Your objective:
Write out every single entry exactly.
━━━━━ Records supplied
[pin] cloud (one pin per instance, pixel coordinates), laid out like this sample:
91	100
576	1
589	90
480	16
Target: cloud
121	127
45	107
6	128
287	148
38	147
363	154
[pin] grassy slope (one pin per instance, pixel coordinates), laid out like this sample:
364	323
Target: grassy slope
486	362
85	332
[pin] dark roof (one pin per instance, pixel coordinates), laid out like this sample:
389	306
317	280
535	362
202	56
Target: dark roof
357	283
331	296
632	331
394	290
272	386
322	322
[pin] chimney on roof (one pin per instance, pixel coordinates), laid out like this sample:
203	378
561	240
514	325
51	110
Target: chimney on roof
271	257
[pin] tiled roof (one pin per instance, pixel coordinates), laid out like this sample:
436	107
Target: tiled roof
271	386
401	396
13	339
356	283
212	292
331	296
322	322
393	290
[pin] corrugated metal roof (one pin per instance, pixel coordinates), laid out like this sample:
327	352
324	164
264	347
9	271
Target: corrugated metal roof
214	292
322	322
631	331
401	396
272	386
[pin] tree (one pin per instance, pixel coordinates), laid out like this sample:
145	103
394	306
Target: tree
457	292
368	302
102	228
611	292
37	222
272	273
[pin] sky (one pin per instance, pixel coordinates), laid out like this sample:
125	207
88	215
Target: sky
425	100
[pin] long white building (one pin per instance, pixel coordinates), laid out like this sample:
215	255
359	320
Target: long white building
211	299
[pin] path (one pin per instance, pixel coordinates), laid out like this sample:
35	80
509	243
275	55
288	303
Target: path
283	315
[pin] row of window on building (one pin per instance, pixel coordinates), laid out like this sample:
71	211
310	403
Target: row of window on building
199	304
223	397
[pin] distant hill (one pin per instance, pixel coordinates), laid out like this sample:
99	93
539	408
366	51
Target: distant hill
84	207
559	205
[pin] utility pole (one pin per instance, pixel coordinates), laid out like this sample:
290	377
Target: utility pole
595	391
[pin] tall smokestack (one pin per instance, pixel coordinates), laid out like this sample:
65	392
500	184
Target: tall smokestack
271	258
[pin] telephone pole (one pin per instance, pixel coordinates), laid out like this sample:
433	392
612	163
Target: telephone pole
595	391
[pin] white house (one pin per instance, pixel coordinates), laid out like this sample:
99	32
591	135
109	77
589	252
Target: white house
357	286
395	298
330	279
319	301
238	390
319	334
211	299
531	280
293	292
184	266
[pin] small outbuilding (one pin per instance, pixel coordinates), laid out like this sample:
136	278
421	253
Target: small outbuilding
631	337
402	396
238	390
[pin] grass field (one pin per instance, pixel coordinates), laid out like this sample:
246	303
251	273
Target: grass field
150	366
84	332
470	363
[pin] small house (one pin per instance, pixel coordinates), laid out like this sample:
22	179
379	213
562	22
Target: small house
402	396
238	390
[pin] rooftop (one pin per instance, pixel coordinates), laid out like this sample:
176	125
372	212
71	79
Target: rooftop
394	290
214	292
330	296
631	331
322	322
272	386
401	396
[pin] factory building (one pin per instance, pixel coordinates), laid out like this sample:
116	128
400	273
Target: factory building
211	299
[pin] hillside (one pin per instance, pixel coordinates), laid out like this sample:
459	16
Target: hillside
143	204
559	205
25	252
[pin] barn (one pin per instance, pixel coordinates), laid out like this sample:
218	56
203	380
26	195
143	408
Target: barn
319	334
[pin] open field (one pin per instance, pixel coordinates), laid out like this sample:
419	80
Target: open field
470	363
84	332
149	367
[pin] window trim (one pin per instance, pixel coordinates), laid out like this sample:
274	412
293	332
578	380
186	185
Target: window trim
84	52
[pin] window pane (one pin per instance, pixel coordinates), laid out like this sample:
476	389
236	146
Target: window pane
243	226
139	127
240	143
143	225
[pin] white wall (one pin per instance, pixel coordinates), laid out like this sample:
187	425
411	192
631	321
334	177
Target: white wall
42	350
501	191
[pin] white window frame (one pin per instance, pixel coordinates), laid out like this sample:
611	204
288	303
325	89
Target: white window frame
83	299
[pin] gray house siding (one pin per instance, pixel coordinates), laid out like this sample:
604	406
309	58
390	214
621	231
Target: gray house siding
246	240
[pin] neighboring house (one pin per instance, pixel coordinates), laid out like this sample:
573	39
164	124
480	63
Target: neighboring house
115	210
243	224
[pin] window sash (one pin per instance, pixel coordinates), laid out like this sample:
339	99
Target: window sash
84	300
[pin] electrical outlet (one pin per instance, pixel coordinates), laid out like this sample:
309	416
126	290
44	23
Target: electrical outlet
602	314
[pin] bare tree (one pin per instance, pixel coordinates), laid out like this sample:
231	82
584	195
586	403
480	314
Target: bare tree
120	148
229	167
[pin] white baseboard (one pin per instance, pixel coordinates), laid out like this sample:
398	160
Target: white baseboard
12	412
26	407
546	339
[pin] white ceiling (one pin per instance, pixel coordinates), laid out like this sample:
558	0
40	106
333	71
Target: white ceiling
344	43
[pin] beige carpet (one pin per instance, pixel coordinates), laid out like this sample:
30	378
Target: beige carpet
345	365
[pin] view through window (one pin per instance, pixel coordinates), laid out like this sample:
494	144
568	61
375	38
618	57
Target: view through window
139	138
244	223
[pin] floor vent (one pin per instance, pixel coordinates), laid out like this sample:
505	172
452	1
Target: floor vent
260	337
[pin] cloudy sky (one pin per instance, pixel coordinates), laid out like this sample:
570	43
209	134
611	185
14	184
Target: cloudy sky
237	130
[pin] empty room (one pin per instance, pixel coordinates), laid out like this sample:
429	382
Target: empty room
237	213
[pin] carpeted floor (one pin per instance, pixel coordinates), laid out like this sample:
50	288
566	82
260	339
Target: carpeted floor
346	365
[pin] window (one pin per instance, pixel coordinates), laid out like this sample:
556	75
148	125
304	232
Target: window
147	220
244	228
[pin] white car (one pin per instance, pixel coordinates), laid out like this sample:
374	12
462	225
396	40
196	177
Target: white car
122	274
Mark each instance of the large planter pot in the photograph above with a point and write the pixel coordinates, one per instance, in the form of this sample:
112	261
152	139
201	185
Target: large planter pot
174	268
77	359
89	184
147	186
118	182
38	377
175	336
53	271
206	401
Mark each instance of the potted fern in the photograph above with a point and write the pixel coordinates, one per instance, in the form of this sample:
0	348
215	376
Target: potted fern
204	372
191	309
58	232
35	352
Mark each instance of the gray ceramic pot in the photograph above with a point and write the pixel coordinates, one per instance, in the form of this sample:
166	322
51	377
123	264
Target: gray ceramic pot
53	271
━━━━━━━━━━
Answer to this exercise:
[pin] cloud (one pin per instance, pixel coordinates), laid out like this sample:
91	100
576	1
589	90
480	16
Target: cloud
121	127
45	107
6	128
287	148
38	147
363	154
[pin] grassy slope (one pin per instance, pixel coordinates), laid out like this sample:
364	323
Target: grassy slope
486	362
85	332
[pin] dark roof (one pin per instance, pixel coordinates), laid out like this sample:
389	306
317	280
535	362
202	56
Target: dark roof
357	283
331	296
632	331
394	290
272	386
322	322
[pin] chimney on roof (one pin per instance, pixel coordinates), laid out like this sample:
203	378
561	240
514	325
51	110
Target: chimney on roof
271	257
[pin] tiled roof (one pin per instance, pixel coordinates), laid out like this sample:
436	107
Target: tiled roof
271	386
401	396
13	339
356	283
212	292
331	296
322	322
393	290
[pin] corrugated metal roof (one pin per instance, pixel coordinates), laid out like this sample:
327	352
324	164
264	347
9	271
Target: corrugated metal roof
214	292
322	322
631	331
401	396
272	386
[pin] tree (one pin per instance, pixel coordinates), laid out like this sample:
145	103
394	306
Target: tree
457	292
368	302
102	228
611	292
37	222
272	273
[pin] sky (one pin per instance, pixel coordinates), laid out like this sample:
125	207
88	215
Target: sky
425	100
[pin] long white building (one pin per instance, pixel coordinates), laid out like this sample:
215	255
359	320
Target: long white building
211	299
[pin] path (one pin per instance, pixel coordinates), laid out like this sample:
35	80
509	243
275	55
288	303
Target: path
283	315
[pin] row of window on building (one pin per instance, pixel coordinates), laid out like this sample:
71	211
310	403
Target: row of window on building
199	304
223	397
[pin] distant hill (one pin per instance, pixel coordinates), laid out like this sample:
99	93
539	408
366	51
Target: distant hill
84	207
559	205
[pin] utility pole (one pin per instance, pixel coordinates), laid out like this sample:
290	377
Target: utility pole
595	391
[pin] tall smokestack (one pin per instance, pixel coordinates), laid out like this sample:
65	392
500	184
Target: tall smokestack
271	258
[pin] telephone pole (one pin per instance, pixel coordinates), laid out like this sample:
433	392
612	163
Target: telephone pole
595	391
[pin] white house (one pin per instance, pixel coordinates), laid out like this sample:
99	32
591	135
109	77
589	252
Target: white house
357	286
395	298
330	279
319	301
238	390
319	334
211	299
531	280
293	292
184	266
[pin] small outbuilding (one pin per instance, pixel coordinates), laid out like this sample:
136	278
421	253
Target: small outbuilding
631	337
402	396
238	390
[pin] grass field (one pin per instance, pixel coordinates), laid out like this sample:
246	303
251	273
Target: grass field
150	366
84	332
470	363
[pin] small house (one pin per instance, pixel coordinates), laid out like this sample:
22	179
379	213
562	22
Target: small house
402	396
238	390
[pin] rooftop (one pin per instance, pixel coordinates), laid out like this sample:
176	125
372	212
71	79
Target: rooftop
394	290
214	292
330	296
631	331
322	322
272	386
401	396
[pin] factory building (one pin per instance, pixel coordinates), laid out like this sample:
116	128
400	273
Target: factory building
211	299
[pin] hillside (one pin per instance, pixel coordinates), laid out like this sample:
459	16
Target: hillside
143	204
559	205
25	252
[pin] barn (one pin per instance, pixel coordinates), laid out like this sample:
218	56
203	380
26	195
143	408
Target: barn
319	334
[pin] open field (one pin per instance, pixel coordinates), laid out like this sample:
419	80
Target: open field
470	363
84	332
149	367
[pin] window trim (one pin per instance, pixel coordinates), laid out like this sample:
274	412
293	332
578	380
186	185
Target: window trim
84	52
[pin] window pane (one pin per instance, pixel coordinates), laid out like this sample:
476	389
236	146
Target: window pane
243	226
139	127
240	143
143	225
[pin] white wall (one pin per instance, pixel coordinates), laid out like this sample:
187	425
411	192
631	321
334	177
Target: white wall
42	350
501	191
[pin] white window frame (one pin per instance, pixel coordinates), laid out like this sample:
611	204
288	303
325	89
Target: white window frame
83	299
[pin] gray house siding (one pin per instance, pixel coordinates), laid out like this sample:
604	406
309	58
390	214
621	231
Target: gray house siding
246	240
[pin] neighboring house (one pin per instance, pixel coordinates), laid out like this sample:
573	39
164	124
480	63
Target: neighboring house
115	210
243	224
[pin] window sash (one pin per instance, pixel coordinates), laid out like this sample:
339	99
Target: window sash
84	300
[pin] electrical outlet (one pin per instance, pixel coordinates), laid out like this sample:
309	416
126	290
44	23
Target: electrical outlet
602	314
[pin] bare tree (one pin per instance, pixel coordinates), laid out like this sample:
231	82
584	195
586	403
480	314
Target: bare tree
120	148
229	167
[pin] white baseboard (one pin per instance, pixel coordinates), laid out like this sample:
398	160
Target: white baseboard
12	412
26	407
546	339
[pin] white ceiling (one pin per instance, pixel coordinates), laid out like this sample:
558	0
40	106
333	71
Target: white ceiling
344	43
[pin] beige carpet (one pin per instance, pixel coordinates), laid out like this sample:
30	378
Target: beige carpet
345	365
[pin] view through window (one pin per instance, pixel coordinates), laid out like this sample:
494	144
568	61
375	38
618	57
Target: view through window
139	138
244	223
[pin] floor vent (one pin per instance, pixel coordinates), laid out like this sample:
505	172
452	1
Target: floor vent
260	337
[pin] cloudy sky (one pin per instance, pixel coordinates), laid out like this sample:
570	43
209	134
611	185
14	184
Target: cloudy sky
237	130
[pin] empty room (one pin per instance, pixel coordinates), laid out like this sample:
429	382
Target: empty room
237	213
[pin] carpeted floor (one pin per instance, pixel coordinates), laid out like this sample:
50	288
566	82
260	339
Target: carpeted floor
346	365
[pin] window (one pin per instance, pixel coordinates), laid out like this sample:
556	75
148	125
304	232
Target: window
147	220
244	228
[pin] white car (one pin per instance, pixel coordinates), laid out like this sample:
374	12
462	225
396	40
196	177
Target: white car
122	274
Mark each instance of the large planter pot in the photograph above with a point and write the pixel coordinates, one per instance, in the form of this sample:
112	261
152	139
201	185
Target: large planter pot
174	268
77	359
89	184
147	186
118	182
38	377
175	336
53	271
206	401
Mark each instance of the potted fern in the photograph above with a point and write the pixel coordinates, one per instance, in the form of this sample:
0	348
215	376
Target: potted fern
204	372
191	309
58	232
35	352
Mark each instance of the gray ceramic pot in the photograph above with a point and write the pixel coordinates, one per instance, in the form of this sample:
166	322
51	377
123	264
Target: gray ceramic pot
53	271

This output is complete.